American Bluff : Quand Les Masques Tombent.

Fort de son succès au box office et grand favori des prochains Oscars, American Bluff de David O. Russel navigue tranquillement vers la barre du million de spectateurs. Oeuvre à consensus mais pas du tout consensuelle, le film nous éclaire sur nos sociétés postmodernes et notre rapport à l’autre. Décryptage.

 




Huitième film du très éclectique David O.Russel, American Bluff pourrait être celui qui conclut une trilogie sur le thème de l’individu en dehors de la norme. Sportifs abimés par la vie dans The Fighter (2011), couples de dépressifs qui naviguent dans un univers plus fucked-up qu’eux dans Happiness Therapy(2012), le réalisateur s’attaque ici à une galerie de personnages évoluant dans une intrigue ambiance « Watergate ». Irving Rosenfel (Christian Balle qui joue la performance de sa vie) prêteur sur gage et escroc, tombe amoureux de Sydney Prosser. Il s’associe avec elle pour faire fructifier sa petite affaire en arnaquant les gageurs. Mais Rosenfeld est aussi marié à la charmante Rosalyn, mère alcoolique et maniaco-dépressive qui tente d’exister aux yeux de son mari. Récit noir et complexe, American Bluff nous immerge dans cette Amérique des années 70 où les crises politiques et sociales marquaient l’avènement d’une époque faste et dérégulée. Faire le parallèle avec celle d’aujourd’hui, il n’y a qu’un pas…

American Bluff




A travers une histoire d’arnaque politico-financière organisée par le FBI, American Bluff reflète la place de chacun dans la société et la difficile question de l’identité au sein du groupe. Véritable réflexion sur la condition humaine, le film traite en permanence des rapports de force entre des êtres vulnérables avec les autres dans un univers en perpétuel décalage avec leurs aspirations. L’amour, la séduction, le mensonge, la trahison, tous ces thèmes sont ici évoqués de manière brillante et moderne. Un monde où chacun veut être quelqu’un d’autre mais qui est sans cesse rattrapé par la dure réalité. On sent en chacun d’eux l’irrésistible envie de transgression qui est toujours contrariée par la conséquence de leurs actes.

* _Consigne 1_: D'après le texte sur American Bluff, dans quelle période de l'histoire américaine se déroule le récit du film ?
* _Consigne 2_: Rédigez la suite du texte sur American Bluff, à partir de sa dernière phrase.
Ces lignes proviennent d'une autre source que le texte.

(Lignes tirées d'une collection)

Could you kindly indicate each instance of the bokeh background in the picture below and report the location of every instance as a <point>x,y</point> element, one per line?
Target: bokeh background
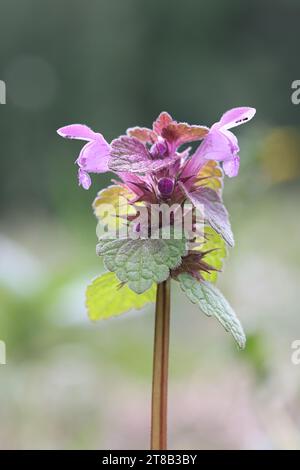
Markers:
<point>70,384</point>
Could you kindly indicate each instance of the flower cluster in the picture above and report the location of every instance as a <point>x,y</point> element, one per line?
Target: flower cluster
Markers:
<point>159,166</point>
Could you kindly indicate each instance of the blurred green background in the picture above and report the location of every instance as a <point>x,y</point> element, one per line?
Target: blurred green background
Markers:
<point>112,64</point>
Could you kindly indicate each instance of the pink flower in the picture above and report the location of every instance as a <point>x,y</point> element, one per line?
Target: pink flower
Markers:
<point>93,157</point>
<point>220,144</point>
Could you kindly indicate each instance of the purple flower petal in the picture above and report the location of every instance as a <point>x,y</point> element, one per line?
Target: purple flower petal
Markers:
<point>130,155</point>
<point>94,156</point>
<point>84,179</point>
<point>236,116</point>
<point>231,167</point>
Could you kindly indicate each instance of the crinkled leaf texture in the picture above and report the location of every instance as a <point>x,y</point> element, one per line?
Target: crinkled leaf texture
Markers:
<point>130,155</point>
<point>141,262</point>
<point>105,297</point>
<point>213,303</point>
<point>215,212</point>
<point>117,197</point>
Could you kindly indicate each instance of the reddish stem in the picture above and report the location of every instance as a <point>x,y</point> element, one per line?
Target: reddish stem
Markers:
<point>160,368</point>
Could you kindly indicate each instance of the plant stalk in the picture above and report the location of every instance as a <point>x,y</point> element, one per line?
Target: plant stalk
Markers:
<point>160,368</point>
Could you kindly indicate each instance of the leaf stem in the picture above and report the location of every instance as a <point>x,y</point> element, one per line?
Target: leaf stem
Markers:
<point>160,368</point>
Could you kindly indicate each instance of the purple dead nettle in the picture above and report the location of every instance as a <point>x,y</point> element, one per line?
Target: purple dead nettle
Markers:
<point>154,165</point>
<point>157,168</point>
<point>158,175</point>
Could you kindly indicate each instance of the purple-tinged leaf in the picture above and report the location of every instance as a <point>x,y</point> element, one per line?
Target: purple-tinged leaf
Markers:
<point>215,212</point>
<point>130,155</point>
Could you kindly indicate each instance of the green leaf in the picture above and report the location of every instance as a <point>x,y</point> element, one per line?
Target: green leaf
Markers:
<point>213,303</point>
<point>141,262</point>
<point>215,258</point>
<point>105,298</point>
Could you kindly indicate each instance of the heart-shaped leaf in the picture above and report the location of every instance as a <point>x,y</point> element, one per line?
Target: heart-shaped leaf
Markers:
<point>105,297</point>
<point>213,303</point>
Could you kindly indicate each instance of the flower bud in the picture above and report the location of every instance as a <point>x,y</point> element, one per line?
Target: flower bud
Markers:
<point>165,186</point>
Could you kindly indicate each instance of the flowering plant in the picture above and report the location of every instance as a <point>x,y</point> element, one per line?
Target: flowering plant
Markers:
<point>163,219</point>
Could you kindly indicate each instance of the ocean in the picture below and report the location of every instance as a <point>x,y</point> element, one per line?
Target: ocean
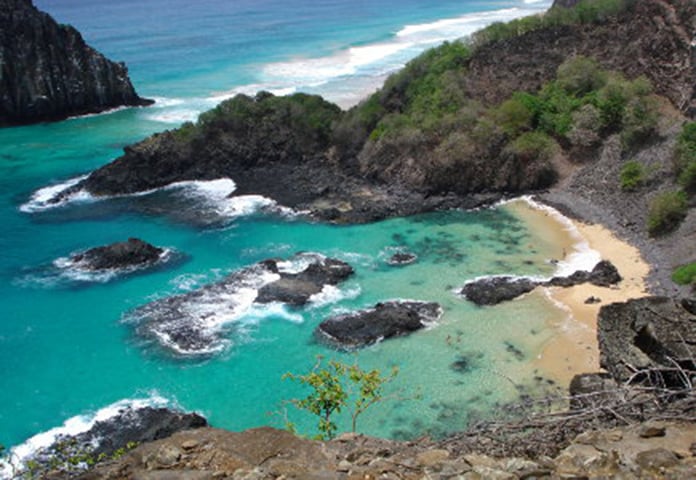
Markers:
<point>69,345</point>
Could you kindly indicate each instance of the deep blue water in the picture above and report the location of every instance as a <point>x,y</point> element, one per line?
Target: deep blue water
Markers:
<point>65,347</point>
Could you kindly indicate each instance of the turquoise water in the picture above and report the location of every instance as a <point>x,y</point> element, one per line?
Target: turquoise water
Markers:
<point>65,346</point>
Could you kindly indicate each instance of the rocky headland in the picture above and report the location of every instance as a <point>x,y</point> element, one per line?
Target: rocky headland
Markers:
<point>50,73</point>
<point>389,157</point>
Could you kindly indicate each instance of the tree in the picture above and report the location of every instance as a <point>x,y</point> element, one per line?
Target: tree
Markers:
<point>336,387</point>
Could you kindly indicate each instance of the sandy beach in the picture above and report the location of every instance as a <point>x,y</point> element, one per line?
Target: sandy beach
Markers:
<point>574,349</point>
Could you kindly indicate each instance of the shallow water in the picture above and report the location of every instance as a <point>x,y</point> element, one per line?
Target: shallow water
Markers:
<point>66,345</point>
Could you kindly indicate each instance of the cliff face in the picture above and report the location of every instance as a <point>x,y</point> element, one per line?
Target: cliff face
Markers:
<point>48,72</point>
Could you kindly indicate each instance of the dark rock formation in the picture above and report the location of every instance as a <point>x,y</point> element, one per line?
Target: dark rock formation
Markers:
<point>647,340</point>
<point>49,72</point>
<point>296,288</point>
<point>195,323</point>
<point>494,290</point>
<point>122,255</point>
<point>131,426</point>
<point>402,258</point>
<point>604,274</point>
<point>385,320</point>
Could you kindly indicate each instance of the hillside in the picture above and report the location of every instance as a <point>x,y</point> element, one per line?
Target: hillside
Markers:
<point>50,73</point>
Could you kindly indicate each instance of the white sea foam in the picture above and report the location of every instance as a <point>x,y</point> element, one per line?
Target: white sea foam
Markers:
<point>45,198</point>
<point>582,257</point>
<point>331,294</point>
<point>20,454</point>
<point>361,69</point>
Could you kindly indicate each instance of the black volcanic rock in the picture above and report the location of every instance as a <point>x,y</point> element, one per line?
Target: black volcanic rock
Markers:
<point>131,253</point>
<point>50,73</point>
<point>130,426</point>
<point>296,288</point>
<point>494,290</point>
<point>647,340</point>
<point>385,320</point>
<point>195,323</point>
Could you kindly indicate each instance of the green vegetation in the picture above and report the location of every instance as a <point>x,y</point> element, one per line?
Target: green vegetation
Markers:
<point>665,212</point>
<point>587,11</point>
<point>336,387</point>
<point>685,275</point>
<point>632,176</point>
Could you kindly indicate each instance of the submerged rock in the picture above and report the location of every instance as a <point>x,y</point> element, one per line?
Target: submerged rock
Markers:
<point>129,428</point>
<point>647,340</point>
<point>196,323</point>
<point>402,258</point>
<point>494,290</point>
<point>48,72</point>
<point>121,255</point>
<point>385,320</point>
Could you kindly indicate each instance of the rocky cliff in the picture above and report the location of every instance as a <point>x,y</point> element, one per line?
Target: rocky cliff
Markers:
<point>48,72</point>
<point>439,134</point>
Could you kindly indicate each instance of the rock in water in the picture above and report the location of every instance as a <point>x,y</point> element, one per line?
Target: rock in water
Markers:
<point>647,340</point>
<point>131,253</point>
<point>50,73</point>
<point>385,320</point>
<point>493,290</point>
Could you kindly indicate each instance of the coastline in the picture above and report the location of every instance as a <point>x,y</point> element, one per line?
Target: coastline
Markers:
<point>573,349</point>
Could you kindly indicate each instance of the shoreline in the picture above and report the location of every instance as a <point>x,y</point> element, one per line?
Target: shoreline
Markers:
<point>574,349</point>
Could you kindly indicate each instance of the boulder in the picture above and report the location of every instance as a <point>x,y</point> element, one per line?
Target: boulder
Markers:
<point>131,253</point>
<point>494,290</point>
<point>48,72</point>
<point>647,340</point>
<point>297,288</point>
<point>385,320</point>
--
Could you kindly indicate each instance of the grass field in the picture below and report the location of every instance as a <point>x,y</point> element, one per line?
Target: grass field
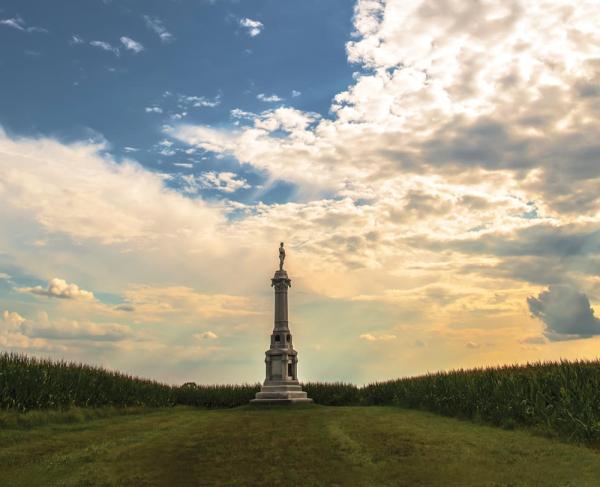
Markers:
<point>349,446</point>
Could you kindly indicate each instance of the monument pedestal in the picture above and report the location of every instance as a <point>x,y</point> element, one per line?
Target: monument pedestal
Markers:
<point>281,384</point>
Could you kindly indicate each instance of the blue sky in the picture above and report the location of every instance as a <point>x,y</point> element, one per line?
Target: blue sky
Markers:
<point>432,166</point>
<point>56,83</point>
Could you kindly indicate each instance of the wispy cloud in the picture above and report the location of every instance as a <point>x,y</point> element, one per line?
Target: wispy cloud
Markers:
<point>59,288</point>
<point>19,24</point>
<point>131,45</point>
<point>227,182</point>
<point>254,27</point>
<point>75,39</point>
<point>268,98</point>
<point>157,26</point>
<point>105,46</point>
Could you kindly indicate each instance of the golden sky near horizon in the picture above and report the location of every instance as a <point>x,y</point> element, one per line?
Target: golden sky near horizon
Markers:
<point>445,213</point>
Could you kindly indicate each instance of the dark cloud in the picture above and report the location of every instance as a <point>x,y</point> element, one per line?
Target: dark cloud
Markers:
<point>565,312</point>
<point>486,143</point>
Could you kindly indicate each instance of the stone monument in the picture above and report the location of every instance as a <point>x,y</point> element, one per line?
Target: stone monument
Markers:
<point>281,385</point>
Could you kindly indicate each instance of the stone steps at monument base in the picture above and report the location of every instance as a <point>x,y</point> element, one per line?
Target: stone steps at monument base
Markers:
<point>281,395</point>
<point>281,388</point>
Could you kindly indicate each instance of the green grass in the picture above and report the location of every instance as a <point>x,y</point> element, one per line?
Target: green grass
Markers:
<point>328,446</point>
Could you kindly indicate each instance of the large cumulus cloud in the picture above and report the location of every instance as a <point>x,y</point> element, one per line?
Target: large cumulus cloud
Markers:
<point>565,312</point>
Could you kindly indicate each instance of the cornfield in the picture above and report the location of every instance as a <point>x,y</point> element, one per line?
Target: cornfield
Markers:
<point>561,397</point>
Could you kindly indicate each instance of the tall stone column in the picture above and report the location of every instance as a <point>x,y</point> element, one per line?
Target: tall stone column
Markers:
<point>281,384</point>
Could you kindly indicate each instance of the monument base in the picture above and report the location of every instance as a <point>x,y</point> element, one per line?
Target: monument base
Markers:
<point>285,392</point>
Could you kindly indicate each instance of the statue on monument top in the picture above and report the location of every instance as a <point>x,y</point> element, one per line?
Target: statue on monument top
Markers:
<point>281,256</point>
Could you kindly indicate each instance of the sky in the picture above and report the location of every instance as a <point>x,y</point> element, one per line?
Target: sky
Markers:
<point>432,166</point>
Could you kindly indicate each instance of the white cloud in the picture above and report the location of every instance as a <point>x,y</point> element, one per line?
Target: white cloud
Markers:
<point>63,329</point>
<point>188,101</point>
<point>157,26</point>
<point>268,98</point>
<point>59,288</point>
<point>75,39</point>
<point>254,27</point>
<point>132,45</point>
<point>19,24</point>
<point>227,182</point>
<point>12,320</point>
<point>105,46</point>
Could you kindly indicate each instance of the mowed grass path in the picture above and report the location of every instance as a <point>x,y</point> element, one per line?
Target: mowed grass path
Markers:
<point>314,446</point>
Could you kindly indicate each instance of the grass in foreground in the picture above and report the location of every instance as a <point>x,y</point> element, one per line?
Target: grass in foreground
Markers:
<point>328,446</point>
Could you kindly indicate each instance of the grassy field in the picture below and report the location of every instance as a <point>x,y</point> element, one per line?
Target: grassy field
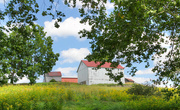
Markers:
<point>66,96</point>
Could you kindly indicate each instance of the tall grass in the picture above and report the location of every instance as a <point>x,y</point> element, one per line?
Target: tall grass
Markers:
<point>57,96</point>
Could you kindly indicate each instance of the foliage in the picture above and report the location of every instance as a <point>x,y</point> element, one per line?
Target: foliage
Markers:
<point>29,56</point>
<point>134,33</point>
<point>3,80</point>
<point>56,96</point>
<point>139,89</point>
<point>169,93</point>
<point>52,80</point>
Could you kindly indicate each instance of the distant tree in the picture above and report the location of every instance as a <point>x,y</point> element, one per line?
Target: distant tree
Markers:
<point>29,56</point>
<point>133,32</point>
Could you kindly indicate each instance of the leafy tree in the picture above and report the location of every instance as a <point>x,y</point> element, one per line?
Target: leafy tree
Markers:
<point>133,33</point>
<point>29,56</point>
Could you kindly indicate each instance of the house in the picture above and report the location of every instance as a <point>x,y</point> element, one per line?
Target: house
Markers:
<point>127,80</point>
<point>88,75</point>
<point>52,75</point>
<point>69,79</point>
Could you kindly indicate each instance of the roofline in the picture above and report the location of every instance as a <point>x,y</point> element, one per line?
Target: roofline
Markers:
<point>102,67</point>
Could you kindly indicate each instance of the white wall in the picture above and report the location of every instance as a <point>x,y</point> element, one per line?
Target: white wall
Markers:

* _Corrigé 1_: Dans l'Amérique des années 70.

* _Corrigé 2_:
American Bluff





Prototype même du film de genre assumé, American Bluff (American Hustle en VO) emprunte les codes du « film d’arnaque » sans pour autant pasticher ses modèles.  Plus proche d’un Dino Risi que d’un Scorsese, David O.Russel s’amuse a faire évoluer ses acteurs dans des espaces clos, les confrontant à leurs dilemmes moraux, sans pour autant porter un jugement de valeur consensuel. Car O. Russel aime ses acteurs et sait les filmer. Il sait trouver l’emplacement de caméra juste pour les faire co-exister dans son cadre. Cinéaste du verbe, il fait vivre ses personnages à travers des dialogues ciselés, souvent improvisés mais toujours justes dans le ton et le placement. A la manière d’un Cassavette, il crée de véritables moments de tensions verbales mais qui sont toujours désamorcées par des propos décalés ou sur-réalistes.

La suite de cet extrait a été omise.